» **Exercise requirements**: Copy the data below exactly.
[Start]
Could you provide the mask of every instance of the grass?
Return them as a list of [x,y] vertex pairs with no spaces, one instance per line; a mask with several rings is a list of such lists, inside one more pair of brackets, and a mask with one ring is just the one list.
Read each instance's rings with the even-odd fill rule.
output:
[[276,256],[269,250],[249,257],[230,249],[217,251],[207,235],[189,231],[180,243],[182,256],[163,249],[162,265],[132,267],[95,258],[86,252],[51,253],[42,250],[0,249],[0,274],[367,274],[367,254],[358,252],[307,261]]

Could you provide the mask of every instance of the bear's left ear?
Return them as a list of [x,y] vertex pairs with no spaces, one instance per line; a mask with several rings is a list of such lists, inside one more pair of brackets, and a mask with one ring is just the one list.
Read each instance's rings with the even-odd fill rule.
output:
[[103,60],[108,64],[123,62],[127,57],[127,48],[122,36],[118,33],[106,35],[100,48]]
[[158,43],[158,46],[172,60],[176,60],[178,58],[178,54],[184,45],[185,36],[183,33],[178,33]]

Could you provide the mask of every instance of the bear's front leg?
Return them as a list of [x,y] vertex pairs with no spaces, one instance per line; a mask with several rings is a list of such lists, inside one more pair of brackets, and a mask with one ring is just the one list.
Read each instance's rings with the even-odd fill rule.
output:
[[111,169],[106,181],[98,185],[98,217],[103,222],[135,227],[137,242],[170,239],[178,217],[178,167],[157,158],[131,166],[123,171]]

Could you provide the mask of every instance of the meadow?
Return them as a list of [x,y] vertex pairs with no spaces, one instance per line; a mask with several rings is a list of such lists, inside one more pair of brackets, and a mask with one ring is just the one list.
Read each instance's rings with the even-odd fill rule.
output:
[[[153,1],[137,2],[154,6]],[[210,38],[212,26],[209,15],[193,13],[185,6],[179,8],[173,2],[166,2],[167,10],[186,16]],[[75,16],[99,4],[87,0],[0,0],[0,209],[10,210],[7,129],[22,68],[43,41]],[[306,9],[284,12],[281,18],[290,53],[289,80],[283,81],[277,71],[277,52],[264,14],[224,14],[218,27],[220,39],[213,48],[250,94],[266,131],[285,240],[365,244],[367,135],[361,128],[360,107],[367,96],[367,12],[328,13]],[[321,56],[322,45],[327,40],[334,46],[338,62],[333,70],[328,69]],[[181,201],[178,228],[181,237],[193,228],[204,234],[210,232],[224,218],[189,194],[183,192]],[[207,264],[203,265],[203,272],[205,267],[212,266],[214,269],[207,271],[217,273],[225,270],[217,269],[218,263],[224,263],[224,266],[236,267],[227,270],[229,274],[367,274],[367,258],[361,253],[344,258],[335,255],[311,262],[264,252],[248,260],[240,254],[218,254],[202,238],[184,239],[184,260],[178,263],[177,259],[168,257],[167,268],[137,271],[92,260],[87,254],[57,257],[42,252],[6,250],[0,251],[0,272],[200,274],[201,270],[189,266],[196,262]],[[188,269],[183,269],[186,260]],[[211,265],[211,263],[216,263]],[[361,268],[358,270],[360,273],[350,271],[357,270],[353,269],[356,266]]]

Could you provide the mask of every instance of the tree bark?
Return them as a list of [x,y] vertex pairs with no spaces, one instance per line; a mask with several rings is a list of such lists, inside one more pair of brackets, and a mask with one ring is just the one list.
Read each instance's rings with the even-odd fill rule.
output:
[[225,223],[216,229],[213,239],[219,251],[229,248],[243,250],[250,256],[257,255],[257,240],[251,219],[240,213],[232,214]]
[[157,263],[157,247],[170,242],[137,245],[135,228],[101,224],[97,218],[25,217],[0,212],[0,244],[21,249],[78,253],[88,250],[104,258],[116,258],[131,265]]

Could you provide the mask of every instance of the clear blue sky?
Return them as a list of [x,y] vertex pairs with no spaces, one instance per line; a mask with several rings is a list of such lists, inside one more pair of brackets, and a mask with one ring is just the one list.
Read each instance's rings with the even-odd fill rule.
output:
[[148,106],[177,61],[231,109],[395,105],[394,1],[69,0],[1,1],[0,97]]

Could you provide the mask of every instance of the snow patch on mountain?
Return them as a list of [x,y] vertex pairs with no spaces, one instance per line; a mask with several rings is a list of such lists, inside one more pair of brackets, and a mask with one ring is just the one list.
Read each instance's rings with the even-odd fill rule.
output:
[End]
» **Output of the exercise**:
Could you provide the mask of every instance of the grass?
Return them as a list of [x,y] vertex pairs with no spaces, one instance per line; a mask with several rings is a list of such lists, inside one more pair of brackets, and a mask with one ring is just the one list.
Read each instance's rings with the even-odd fill rule.
output:
[[276,256],[269,250],[249,257],[230,249],[217,251],[207,235],[189,231],[180,243],[182,256],[163,249],[162,265],[132,267],[95,258],[86,252],[51,253],[42,250],[0,249],[0,274],[367,274],[367,254],[358,252],[307,261]]

Could you provide the mask of every instance of the bear's left ear?
Return them as a list of [x,y] vertex pairs with no spaces, one instance per line; a mask with several rings is a list of such lists, inside one more pair of brackets, and a mask with one ring is just the one list.
Read each instance's rings with the even-odd fill rule.
output:
[[103,60],[108,64],[123,62],[127,57],[127,48],[122,36],[118,33],[106,35],[100,48]]
[[158,43],[158,46],[172,60],[176,60],[178,58],[178,54],[184,45],[185,36],[183,33],[178,33]]

Could you provide the mask of every instance of the bear's front leg?
Return them as a list of [x,y] vertex pairs with no spaces, one instance per line; a mask with several rings is a list of such lists, inside one more pair of brackets, and a mask with one ring is just the one list.
Read each instance's rings with the even-odd fill rule.
output:
[[111,169],[106,181],[98,185],[98,217],[103,222],[135,227],[137,242],[170,239],[178,217],[178,167],[157,158],[131,166],[123,171]]

Could you provide the mask of every instance of the meadow?
Return them as a list of [x,y] vertex pairs with no spaces, one instance per line; a mask with several rings is a list of such lists, inside one more pair of brackets, and a mask with one ring is just the one list.
Read each instance's rings with the even-odd fill rule.
output:
[[[153,1],[137,2],[154,6]],[[210,38],[212,26],[209,15],[193,13],[185,6],[179,8],[173,2],[166,2],[167,10],[186,16]],[[75,16],[99,4],[87,0],[0,0],[0,209],[10,210],[7,129],[22,68],[43,41]],[[306,9],[284,12],[281,18],[290,53],[289,80],[283,81],[277,71],[277,52],[264,14],[224,14],[218,27],[220,39],[213,48],[250,94],[266,131],[285,240],[365,244],[367,135],[361,128],[360,107],[367,96],[367,12],[328,13]],[[321,56],[322,45],[327,40],[334,46],[338,62],[333,70],[328,69]],[[181,201],[178,228],[181,237],[193,228],[204,234],[210,232],[224,218],[189,194],[183,192]],[[207,264],[203,265],[203,272],[205,267],[212,266],[214,269],[207,271],[217,273],[225,270],[217,269],[218,263],[224,263],[224,266],[236,267],[227,270],[229,274],[367,274],[367,258],[361,253],[344,258],[335,255],[311,262],[264,252],[248,260],[240,254],[218,254],[202,238],[184,239],[184,260],[178,263],[177,259],[168,257],[167,268],[137,271],[92,260],[87,254],[57,257],[42,252],[6,250],[0,251],[0,272],[200,274],[201,270],[189,266],[196,262]],[[188,269],[183,269],[186,260]],[[211,265],[211,263],[216,263]],[[361,268],[358,270],[360,273],[350,271],[357,270],[353,269],[356,266]]]

Could you provide the mask of every instance of the tree bark?
Return them as a list of [x,y] vertex pairs with no spaces, one instance per line; a mask with several rings is a list of such lists, inside one more pair of brackets, and a mask with one ring is just the one list.
Read each instance's rings with the even-odd fill rule.
output:
[[225,223],[216,229],[213,239],[219,251],[229,248],[243,250],[250,256],[257,255],[257,240],[251,219],[240,213],[232,214]]
[[157,263],[157,247],[170,242],[137,245],[135,228],[101,224],[97,218],[25,217],[0,212],[0,244],[21,249],[78,253],[88,250],[104,258],[116,258],[131,265]]

Could you provide the mask of every instance of the clear blue sky?
Return them as a list of [x,y] vertex pairs with no spaces, one instance per line; a mask with several rings is a list of such lists, inside one more pair of brackets, and a mask with one ring is just the one list.
Read each instance's rings with the even-odd fill rule.
output:
[[148,106],[177,61],[231,109],[395,105],[394,1],[69,0],[1,1],[0,97]]

Could you provide the mask of every instance of the snow patch on mountain?
Return them as a list of [x,y] vertex pairs with no spaces, one instance per line; a mask with several rings is a list of such lists, inside one more pair of brackets, and a mask with one ring is just the one list.
Read each instance's rings with the even-odd fill rule.
output:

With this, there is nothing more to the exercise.